[Records excerpted from a collection]
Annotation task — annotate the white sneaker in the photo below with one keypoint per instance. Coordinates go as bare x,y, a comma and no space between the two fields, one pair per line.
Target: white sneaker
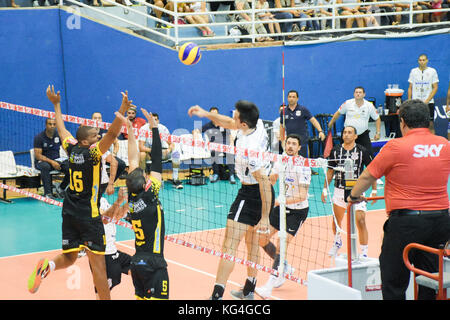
266,290
288,269
335,248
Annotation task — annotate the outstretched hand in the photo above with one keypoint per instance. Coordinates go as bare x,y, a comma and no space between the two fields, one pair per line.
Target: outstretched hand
127,104
54,98
150,119
197,111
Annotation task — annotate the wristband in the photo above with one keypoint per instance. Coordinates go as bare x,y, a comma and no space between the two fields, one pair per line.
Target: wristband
353,198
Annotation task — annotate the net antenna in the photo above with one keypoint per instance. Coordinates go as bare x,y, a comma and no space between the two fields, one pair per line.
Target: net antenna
282,189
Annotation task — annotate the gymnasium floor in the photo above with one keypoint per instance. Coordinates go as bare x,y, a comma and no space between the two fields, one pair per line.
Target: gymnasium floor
30,229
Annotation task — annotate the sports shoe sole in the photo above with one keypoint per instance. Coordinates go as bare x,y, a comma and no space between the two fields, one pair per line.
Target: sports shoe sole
34,281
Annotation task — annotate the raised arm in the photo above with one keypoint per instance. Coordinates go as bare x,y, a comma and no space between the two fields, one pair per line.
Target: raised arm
219,119
55,98
266,198
114,130
156,152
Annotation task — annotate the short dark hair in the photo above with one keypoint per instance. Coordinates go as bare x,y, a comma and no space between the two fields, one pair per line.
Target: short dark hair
293,91
295,136
248,112
83,132
415,113
359,87
354,129
48,119
135,181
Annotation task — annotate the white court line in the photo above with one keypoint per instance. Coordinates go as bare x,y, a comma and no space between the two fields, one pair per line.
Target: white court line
193,269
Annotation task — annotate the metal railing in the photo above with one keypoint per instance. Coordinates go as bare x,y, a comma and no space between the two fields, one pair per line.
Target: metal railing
174,29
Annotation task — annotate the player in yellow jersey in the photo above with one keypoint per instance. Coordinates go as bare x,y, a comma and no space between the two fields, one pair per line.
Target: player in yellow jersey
81,225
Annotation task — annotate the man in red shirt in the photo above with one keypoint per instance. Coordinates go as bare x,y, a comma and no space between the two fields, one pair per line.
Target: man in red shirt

### Exercise goal
Write only the number of lines in the data where the string "shirt" can be found.

### Solution for this problem
2